▶ _Textauszug_:
"Es ist schwer, die übermütigen Rosse unseres Seelenwagens zu bändigen und sich weise ein Maß zu setzen"….

Die antike Philosophie (Konfuzius, Demokrit,) empfiehlt uns das “Maß der Mitte als höchste Weisheit"

Wer die Idee des grenzenlosen Wachstums so verinnerlicht hat, dass er kein Limit kennt, der hat auch kein Auge mehr für das rechte Maß, der ist maßlos.

Dies gilt nicht nur für die eigene Persönlichkeit, sondern auch das Wirtschaftswachstum, Zerstörung der Umwelt, Ausbeutung der Ressourcen und der dem ungezähmten Kapitalismus zugeschriebenen Profitgier, der Gier nach Gewinnmaximierung. Berauscht vom Erfolg überschreiten wir die Grenzen, wodurch das Glück zu kippen beginnt und regelmäßig in Unglück umschlägt.

▶ _Aufgabe 1_: Entnimm dem Text über das rechte Maß den Abschnitt von „Wer die Idee“ bis einschließlich „der ist maßlos.“ und gib ihn wortgetreu wieder.

▶ _Einträge zur Aufgabe_:
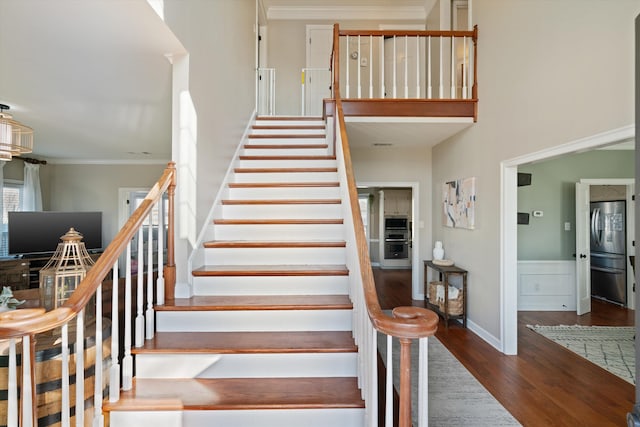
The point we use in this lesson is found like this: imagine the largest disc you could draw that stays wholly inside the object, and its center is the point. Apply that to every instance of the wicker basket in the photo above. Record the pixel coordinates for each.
(456, 305)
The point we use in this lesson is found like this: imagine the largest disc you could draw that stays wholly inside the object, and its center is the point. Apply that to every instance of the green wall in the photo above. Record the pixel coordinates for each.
(552, 191)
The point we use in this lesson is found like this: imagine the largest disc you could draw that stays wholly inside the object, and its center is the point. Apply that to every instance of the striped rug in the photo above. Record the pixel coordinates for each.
(610, 347)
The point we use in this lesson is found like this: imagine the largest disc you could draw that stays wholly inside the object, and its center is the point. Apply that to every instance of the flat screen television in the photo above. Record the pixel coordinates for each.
(40, 232)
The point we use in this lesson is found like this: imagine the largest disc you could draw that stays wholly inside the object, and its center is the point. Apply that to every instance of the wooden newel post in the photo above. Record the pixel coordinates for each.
(170, 266)
(404, 413)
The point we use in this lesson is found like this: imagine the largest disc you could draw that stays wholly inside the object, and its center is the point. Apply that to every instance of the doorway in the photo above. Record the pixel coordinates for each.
(508, 224)
(316, 76)
(392, 244)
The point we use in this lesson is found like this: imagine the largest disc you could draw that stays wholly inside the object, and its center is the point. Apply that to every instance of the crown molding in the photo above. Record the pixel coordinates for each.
(112, 162)
(402, 13)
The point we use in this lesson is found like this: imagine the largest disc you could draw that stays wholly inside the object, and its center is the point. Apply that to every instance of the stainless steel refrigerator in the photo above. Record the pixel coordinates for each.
(608, 251)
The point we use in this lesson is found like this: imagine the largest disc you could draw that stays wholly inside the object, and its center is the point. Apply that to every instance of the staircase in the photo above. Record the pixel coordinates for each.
(266, 338)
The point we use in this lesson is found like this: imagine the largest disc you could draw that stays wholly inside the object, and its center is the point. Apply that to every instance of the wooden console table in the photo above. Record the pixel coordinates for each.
(444, 273)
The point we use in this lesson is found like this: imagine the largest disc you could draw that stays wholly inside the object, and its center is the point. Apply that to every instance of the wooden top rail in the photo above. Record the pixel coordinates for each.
(18, 323)
(408, 322)
(411, 33)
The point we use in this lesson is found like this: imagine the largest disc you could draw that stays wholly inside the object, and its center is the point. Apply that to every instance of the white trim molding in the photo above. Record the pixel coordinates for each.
(408, 13)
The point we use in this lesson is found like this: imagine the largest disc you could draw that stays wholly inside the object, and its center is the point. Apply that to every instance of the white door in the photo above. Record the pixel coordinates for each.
(316, 79)
(583, 250)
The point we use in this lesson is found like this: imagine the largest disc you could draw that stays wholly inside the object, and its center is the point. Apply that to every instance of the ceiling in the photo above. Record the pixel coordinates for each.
(90, 77)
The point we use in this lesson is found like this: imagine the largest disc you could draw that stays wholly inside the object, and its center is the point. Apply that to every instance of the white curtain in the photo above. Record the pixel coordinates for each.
(32, 195)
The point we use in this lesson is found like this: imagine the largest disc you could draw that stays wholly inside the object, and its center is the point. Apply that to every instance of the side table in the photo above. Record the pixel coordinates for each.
(444, 273)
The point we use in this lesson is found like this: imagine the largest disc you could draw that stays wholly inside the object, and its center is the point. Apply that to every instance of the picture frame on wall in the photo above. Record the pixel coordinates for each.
(459, 202)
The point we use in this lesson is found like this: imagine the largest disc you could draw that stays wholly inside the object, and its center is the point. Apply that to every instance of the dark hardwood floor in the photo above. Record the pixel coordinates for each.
(545, 384)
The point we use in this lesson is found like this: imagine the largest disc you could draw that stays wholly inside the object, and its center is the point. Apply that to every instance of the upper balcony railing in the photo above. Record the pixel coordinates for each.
(434, 73)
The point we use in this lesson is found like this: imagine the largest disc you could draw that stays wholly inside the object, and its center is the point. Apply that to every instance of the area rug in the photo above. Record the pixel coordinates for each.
(610, 347)
(456, 398)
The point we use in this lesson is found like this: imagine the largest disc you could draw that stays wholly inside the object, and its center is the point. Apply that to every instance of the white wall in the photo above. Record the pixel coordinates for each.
(401, 165)
(94, 188)
(548, 73)
(220, 39)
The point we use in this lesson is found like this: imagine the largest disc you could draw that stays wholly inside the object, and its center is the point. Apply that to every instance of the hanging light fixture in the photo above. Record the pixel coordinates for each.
(15, 138)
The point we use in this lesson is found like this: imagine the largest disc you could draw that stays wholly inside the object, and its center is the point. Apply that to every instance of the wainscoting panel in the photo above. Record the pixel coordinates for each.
(547, 285)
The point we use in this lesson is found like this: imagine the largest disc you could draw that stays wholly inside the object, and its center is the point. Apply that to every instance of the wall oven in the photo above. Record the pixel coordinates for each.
(396, 238)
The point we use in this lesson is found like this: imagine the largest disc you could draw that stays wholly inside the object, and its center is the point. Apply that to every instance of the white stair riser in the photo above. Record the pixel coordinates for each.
(283, 211)
(254, 320)
(276, 365)
(339, 417)
(285, 177)
(147, 418)
(285, 152)
(288, 122)
(271, 193)
(352, 417)
(269, 256)
(271, 285)
(286, 163)
(285, 141)
(284, 232)
(288, 131)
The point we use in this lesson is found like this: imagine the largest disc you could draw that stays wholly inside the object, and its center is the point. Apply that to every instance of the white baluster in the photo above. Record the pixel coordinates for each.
(127, 361)
(27, 390)
(114, 374)
(98, 419)
(12, 409)
(370, 66)
(348, 58)
(395, 59)
(418, 67)
(453, 69)
(359, 70)
(464, 68)
(441, 87)
(428, 62)
(160, 281)
(406, 67)
(65, 409)
(140, 288)
(382, 61)
(149, 315)
(388, 417)
(80, 369)
(423, 379)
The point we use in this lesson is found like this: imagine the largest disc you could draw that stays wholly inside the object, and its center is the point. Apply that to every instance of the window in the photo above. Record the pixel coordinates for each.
(11, 202)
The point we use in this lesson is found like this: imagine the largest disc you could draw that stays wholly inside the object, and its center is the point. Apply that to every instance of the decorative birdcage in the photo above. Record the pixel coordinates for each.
(60, 277)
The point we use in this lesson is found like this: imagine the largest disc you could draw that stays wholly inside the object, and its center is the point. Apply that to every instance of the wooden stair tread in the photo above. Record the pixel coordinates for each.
(283, 170)
(285, 157)
(249, 342)
(276, 127)
(287, 136)
(290, 118)
(278, 221)
(281, 202)
(281, 184)
(239, 393)
(274, 244)
(271, 270)
(284, 146)
(257, 302)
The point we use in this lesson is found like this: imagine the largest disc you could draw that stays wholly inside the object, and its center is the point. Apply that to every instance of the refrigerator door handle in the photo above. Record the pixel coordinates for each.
(607, 270)
(595, 233)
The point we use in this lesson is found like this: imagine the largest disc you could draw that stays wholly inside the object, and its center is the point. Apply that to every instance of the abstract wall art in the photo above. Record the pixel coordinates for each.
(459, 202)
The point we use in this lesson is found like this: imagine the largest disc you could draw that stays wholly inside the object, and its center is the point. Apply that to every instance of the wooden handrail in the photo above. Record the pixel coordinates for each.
(14, 324)
(409, 33)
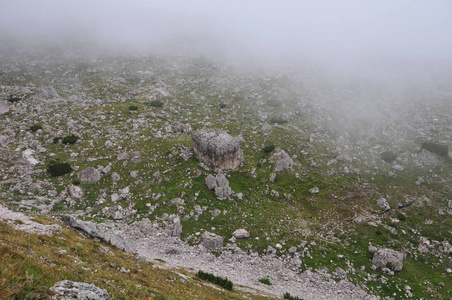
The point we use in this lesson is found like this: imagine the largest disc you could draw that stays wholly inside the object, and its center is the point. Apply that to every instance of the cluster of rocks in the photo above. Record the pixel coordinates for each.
(220, 184)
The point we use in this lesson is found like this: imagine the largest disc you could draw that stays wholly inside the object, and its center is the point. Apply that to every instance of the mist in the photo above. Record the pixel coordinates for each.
(326, 32)
(359, 51)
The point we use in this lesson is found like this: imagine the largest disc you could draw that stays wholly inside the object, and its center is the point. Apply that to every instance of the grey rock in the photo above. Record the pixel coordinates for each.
(266, 129)
(282, 160)
(272, 177)
(388, 258)
(89, 175)
(223, 192)
(221, 180)
(115, 177)
(47, 92)
(75, 191)
(241, 234)
(211, 182)
(94, 231)
(211, 241)
(218, 148)
(215, 213)
(314, 190)
(3, 109)
(70, 290)
(383, 203)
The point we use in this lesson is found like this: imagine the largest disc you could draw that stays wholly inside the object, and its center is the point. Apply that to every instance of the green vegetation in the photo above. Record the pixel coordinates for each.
(278, 120)
(435, 148)
(30, 264)
(388, 156)
(69, 139)
(265, 281)
(290, 297)
(58, 169)
(35, 128)
(223, 282)
(268, 148)
(13, 98)
(156, 103)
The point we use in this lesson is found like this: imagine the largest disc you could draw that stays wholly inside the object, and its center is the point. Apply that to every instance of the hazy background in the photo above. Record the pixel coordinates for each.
(333, 32)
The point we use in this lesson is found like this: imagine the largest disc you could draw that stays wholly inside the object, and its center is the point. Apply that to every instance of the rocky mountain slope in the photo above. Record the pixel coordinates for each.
(326, 188)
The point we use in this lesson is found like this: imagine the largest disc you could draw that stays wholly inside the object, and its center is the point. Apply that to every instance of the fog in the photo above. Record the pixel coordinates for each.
(386, 44)
(327, 32)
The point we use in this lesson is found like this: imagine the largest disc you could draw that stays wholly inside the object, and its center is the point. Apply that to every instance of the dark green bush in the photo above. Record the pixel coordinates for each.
(290, 297)
(400, 216)
(388, 156)
(13, 99)
(35, 128)
(435, 148)
(268, 148)
(70, 139)
(156, 103)
(265, 281)
(58, 169)
(223, 282)
(278, 120)
(274, 103)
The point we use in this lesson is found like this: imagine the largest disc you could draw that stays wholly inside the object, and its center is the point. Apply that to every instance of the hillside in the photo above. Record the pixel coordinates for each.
(367, 166)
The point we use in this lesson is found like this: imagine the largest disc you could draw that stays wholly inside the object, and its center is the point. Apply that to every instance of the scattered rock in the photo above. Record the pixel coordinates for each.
(241, 234)
(211, 241)
(46, 92)
(282, 160)
(89, 175)
(217, 148)
(3, 109)
(388, 258)
(383, 203)
(75, 191)
(69, 290)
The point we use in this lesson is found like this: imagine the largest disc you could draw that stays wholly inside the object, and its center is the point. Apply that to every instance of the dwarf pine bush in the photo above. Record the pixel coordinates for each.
(223, 282)
(57, 169)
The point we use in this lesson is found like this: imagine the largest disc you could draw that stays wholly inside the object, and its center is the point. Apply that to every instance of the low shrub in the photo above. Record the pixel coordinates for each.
(388, 156)
(435, 148)
(265, 281)
(274, 103)
(290, 297)
(223, 282)
(35, 128)
(70, 139)
(278, 120)
(156, 103)
(268, 148)
(400, 216)
(57, 169)
(13, 99)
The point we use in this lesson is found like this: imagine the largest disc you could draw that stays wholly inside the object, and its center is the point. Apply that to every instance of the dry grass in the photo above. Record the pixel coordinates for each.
(32, 263)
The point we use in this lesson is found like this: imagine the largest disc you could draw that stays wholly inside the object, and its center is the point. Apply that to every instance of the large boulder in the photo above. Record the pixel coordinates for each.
(89, 175)
(211, 241)
(47, 92)
(218, 148)
(388, 258)
(282, 160)
(3, 109)
(70, 290)
(220, 184)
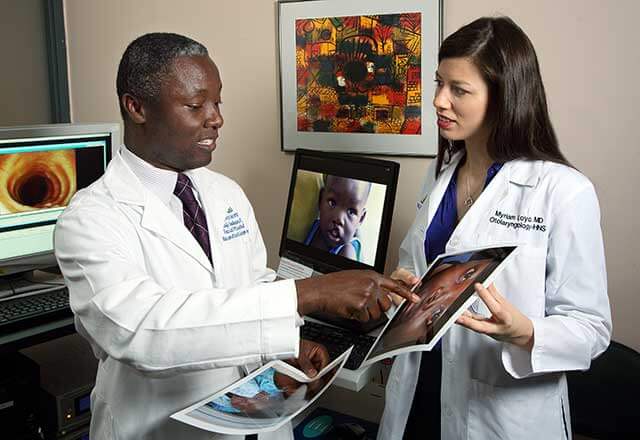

▶ _Aufgabe 2_: Suche in den Einträgen jede Zeile, die das Wort „screen“ enthält, und schreibe diese Zeilen vollständig ab.

▶ _Richtige Antwort 1_:
Wer die Idee des grenzenlosen Wachstums so verinnerlicht hat, dass er kein Limit kennt, der hat auch kein Auge mehr für das rechte Maß, der ist maßlos.

▶ _Richtige Antwort 2_:
The point we use in this lesson is found like this: imagine the largest disc you could draw that stays wholly inside the object, and its center is the point. Apply that to every instance of the flat screen television in the photo above. Record the pixel coordinates for each.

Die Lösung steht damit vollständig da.